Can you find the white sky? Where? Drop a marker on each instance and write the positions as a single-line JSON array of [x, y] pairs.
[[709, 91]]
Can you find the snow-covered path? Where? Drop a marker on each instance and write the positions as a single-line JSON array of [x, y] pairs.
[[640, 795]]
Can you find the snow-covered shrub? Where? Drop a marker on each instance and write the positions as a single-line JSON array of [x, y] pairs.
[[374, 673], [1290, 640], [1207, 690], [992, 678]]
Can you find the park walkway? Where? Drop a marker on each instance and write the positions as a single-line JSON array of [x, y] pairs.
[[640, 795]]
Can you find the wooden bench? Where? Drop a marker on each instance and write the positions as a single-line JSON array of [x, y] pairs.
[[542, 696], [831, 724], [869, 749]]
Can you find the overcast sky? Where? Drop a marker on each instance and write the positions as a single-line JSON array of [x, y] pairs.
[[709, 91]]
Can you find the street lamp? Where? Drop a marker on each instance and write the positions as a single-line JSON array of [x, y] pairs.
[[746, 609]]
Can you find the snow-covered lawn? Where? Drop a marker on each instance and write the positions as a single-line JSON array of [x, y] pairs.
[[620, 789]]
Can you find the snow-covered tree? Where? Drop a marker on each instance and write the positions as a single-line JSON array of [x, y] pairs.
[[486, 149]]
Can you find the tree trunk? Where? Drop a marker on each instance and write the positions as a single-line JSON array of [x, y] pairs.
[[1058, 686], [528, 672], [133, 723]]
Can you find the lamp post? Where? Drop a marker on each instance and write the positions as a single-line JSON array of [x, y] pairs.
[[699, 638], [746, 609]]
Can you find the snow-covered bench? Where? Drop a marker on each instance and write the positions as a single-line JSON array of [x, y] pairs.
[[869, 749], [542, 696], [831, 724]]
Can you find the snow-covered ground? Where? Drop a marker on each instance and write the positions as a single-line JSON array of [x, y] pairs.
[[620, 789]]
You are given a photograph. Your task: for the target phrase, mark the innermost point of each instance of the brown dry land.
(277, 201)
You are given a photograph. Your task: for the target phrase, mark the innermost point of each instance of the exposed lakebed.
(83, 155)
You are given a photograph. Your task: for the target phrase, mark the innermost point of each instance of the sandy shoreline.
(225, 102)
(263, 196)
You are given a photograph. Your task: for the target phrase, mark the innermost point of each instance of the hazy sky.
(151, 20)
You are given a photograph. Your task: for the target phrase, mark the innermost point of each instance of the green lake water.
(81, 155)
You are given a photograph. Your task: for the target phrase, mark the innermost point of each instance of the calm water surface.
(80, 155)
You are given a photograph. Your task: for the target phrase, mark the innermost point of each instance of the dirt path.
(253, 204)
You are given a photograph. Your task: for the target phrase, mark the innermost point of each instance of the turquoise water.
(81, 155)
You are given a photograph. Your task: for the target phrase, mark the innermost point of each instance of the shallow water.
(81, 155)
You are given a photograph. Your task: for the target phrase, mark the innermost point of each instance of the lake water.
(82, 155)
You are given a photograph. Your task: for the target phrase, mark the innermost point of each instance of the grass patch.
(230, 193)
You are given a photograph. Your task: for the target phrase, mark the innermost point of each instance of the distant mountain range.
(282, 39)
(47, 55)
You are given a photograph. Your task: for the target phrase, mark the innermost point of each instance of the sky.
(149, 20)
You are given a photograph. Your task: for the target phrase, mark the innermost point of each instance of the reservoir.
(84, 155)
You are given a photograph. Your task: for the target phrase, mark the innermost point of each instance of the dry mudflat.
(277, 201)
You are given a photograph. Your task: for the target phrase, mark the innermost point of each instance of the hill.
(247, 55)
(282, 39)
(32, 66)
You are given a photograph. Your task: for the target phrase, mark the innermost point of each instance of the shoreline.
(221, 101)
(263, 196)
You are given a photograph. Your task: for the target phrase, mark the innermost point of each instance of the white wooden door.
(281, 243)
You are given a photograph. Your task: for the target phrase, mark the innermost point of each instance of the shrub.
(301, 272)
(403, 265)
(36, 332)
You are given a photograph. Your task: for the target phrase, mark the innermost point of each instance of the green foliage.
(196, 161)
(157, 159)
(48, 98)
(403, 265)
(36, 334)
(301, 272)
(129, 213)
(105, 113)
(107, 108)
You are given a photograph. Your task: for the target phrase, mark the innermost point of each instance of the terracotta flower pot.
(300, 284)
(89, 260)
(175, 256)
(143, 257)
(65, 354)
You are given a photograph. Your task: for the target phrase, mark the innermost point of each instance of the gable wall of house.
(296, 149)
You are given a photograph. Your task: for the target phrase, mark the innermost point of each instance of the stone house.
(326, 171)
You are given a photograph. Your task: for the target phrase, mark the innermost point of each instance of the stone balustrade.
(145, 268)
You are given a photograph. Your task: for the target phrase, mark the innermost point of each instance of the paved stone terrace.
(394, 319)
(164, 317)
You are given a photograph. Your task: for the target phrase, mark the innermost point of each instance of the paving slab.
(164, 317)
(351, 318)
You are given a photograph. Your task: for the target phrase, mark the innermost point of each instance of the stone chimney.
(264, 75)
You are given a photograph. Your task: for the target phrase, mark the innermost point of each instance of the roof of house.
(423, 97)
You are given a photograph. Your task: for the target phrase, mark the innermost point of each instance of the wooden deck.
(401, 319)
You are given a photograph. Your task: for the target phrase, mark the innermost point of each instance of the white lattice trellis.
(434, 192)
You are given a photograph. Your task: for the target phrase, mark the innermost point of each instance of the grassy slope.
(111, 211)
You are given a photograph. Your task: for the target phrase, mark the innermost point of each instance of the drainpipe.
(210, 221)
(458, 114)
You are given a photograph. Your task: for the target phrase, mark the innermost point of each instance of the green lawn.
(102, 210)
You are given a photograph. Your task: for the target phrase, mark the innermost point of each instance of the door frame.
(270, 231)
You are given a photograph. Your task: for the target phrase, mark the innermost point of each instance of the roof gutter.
┄┄┄┄┄┄┄┄┄┄
Task item: Word for word, give the entire listing again.

Solution below:
Can you find the white sky? Where? Drop a marker on each instance and write the positions as a single-line JSON array of [x, y] pairs.
[[709, 91]]
Can you find the snow-covered path? Where? Drop a marker on each instance and write the positions as a single-line JSON array of [x, y] pairs.
[[640, 795]]
Can you find the snow-covered shrub? Where? Drop a marker on each instance and write the positions as a single-line JSON array of [x, y] pairs.
[[374, 673], [1290, 640], [1207, 690], [992, 678]]
Can you find the park walkway? Where? Drop a marker on each instance and write the positions as a single-line JSON array of [x, y] pairs.
[[640, 795]]
Can you find the wooden bench? Where? Drop a marker on each instance and write the positions as a single-line JSON array of [x, y] pairs.
[[542, 696], [831, 724], [869, 749]]
Can you find the overcast sky? Where? Drop a marker on each instance and write the positions as a single-line JSON array of [x, y] pairs.
[[709, 91]]
Can you find the street lamp? Where? Drop a marker on each instance and write the positions as a single-line JSON array of [x, y] pairs.
[[746, 609]]
Can you find the snow-covered lawn? Where? Drop a marker on each instance and write the positions as a single-line JSON array of [x, y] pairs.
[[620, 789]]
Can you find the snow-covered tree? Where? Drop a marker on each instance and write the positions as a single-line JSON array of [x, y] pairs.
[[486, 149]]
Can you find the tree trunk? Where? Drop a marker on each instance and write the positions as a single-line JSON array of [x, y] pairs.
[[1058, 686], [528, 672], [133, 723]]
Can you find the lamp post? Where? Drop a marker on each instance and write the positions as a single-line JSON array of [x, y] pairs.
[[699, 638], [746, 609]]
Can you find the snow-covered bench? Where? Drop a marker on each instance and write the positions as a single-line JSON array of [x, y] pairs.
[[869, 749], [542, 696], [831, 724]]
Can you find the snow-covered ground? Where? Drop a marker on each instance and write the positions as a single-line JSON array of [x, y] pairs.
[[620, 789]]
You are given a photograph. Your task: for the target phrase, mark the innermost point of each instance of the brown dry land.
(277, 201)
You are given a photograph. Your task: for the target phrase, mark the innermost point of each instance of the exposed lakebed.
(83, 155)
You are given a photograph. Your task: for the target phrase, mark the innermost point of each instance of the sandy shoreline.
(225, 102)
(263, 196)
You are given a photograph. Your task: for the target phrase, mark the innermost point of each instance of the hazy sky.
(151, 20)
You are given a photograph. Your task: for the target phrase, mark the innermost point of each instance of the green lake water.
(81, 155)
You are given a photograph. Your task: for the target phrase, mark the innermost point of each instance of the calm water surface.
(80, 155)
You are given a photograph. Your task: for the target phrase, mark the innermost point of each instance of the dirt path.
(253, 204)
You are given a photograph. Your task: for the target phrase, mark the innermost point of each instance of the turquoise water.
(81, 155)
You are given a photograph. Your task: for the target phrase, mark the innermost point of each instance of the shallow water.
(81, 155)
You are given a photograph. Your task: for the target phrase, mark the innermost point of each instance of the lake water.
(82, 155)
You are given a photograph. Your task: for the target phrase, mark the innermost point of each instance of the grass patch.
(230, 193)
You are given a photograph. Your task: for the target phrase, mark the innermost point of each instance of the distant mountain range.
(282, 39)
(47, 55)
You are given a photograph. Your task: for the target phrase, mark the innermost point of each instance of the sky.
(149, 20)
You are given a photograph. Your task: for the target phrase, mark the innermost point of each instance of the reservoir.
(84, 155)
You are given a photograph. Your task: for the target phrase, mark the innermost point of each instance of the dry mudflat.
(277, 201)
You are given a photograph. Your task: for the target phrase, mark the innermost point of each instance of the hill.
(247, 55)
(282, 39)
(32, 66)
You are given a photograph. Your task: for the target phrase, mark the innermost point of each instance of the shoreline.
(221, 101)
(263, 196)
You are given a photograph. Your task: for the target phrase, mark the innermost point of each instance of the white wooden door.
(281, 243)
You are given a photograph. Your task: for the target phrase, mark the innermost point of each instance of the shrub.
(301, 272)
(403, 265)
(36, 332)
You are given a photograph. Your task: for the target phrase, mark the innermost point of each instance of the green foliage.
(196, 161)
(157, 159)
(48, 98)
(403, 265)
(36, 334)
(301, 272)
(129, 213)
(105, 113)
(107, 108)
You are given a photograph. Your task: for the target phrase, mark the innermost point of each instance of the terracotta flower pot.
(300, 284)
(89, 260)
(175, 256)
(143, 257)
(65, 354)
You are given a photograph. Your task: for the target phrase, mark the innermost point of each instance of the gable wall of house.
(296, 149)
You are given a photograph. Your task: for the target phrase, mark the innermost point of each instance of the stone house.
(326, 171)
You are given a photograph. Your task: for the target phrase, mark the innermost point of each instance of the stone balustrade.
(145, 268)
You are given a photograph. Your task: for the target phrase, mark the innermost point of each instance of the paved stone terrace.
(394, 319)
(164, 317)
You are given a photograph. Your task: for the target phrase, mark the innermost point of each instance of the paving slab.
(164, 317)
(351, 318)
You are given a photograph. Your task: for the target phrase, mark the innermost point of each instance of the stone chimney.
(264, 75)
You are given a photograph. Your task: for the target phrase, mark the innermost point of each instance of the roof of house.
(423, 97)
You are given a photograph. Your task: for the target phrase, mark the innermost point of each instance of the wooden deck.
(401, 319)
You are given a photograph. Your task: for the target phrase, mark the innermost point of each instance of the white lattice trellis.
(434, 192)
You are given a photograph. Your task: for the target phrase, mark the innermost point of each instance of the grassy slope.
(111, 211)
You are given a photograph. Your task: for the target phrase, mark the innermost point of each instance of the drainpipe.
(210, 221)
(458, 114)
You are given a photograph. Your task: for the target phrase, mark the innermost point of each instance of the green lawn.
(102, 210)
You are given a photograph. Your task: for the target phrase, mark the innermost point of each instance of the door frame.
(270, 231)
You are given a photograph. Your task: for the target phrase, mark the innermost point of each instance of the roof gutter.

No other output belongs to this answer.